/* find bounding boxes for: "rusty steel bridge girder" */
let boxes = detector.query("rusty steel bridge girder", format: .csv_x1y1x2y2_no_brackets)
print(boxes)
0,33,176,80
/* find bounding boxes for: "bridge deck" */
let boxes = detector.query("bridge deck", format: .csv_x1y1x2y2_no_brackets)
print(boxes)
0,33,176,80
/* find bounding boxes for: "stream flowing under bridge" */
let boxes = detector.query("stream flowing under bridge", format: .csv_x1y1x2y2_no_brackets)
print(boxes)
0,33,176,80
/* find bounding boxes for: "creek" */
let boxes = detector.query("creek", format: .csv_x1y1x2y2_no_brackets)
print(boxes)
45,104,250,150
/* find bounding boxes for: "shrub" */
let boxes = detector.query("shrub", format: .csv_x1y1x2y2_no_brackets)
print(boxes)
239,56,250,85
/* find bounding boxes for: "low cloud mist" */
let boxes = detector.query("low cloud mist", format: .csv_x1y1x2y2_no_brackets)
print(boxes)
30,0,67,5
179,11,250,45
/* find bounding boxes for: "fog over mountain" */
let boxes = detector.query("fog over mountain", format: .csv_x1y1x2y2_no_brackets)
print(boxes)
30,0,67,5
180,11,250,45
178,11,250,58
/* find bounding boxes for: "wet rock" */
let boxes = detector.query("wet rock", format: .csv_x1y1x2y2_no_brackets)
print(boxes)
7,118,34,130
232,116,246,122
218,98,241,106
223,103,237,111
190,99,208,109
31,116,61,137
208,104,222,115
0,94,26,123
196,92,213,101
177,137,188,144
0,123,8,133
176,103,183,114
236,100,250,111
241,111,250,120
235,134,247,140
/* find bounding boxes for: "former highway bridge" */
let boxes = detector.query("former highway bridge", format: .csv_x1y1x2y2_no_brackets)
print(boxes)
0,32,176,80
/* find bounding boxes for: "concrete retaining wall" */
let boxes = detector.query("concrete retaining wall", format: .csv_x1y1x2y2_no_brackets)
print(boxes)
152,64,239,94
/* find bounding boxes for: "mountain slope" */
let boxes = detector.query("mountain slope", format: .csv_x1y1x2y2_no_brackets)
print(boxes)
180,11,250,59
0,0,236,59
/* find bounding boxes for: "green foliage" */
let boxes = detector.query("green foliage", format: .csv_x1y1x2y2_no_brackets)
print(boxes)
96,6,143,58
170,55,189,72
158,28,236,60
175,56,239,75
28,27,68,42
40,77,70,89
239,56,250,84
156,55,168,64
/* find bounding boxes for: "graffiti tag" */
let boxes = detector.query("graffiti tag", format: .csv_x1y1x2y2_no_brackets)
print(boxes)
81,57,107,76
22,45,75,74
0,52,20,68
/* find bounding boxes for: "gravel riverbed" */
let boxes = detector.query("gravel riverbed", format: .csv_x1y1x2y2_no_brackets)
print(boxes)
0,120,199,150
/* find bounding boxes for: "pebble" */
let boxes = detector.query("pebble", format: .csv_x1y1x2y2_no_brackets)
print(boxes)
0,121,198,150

────

▶ **WORK TASK**
Find each line in the records holding the string "shrub" and show it.

▶ **OUTPUT FOR THIS EXERCISE**
/* find bounding boxes for: "shrub" */
let boxes = detector.query("shrub", format: .csv_x1y1x2y2_no_brackets)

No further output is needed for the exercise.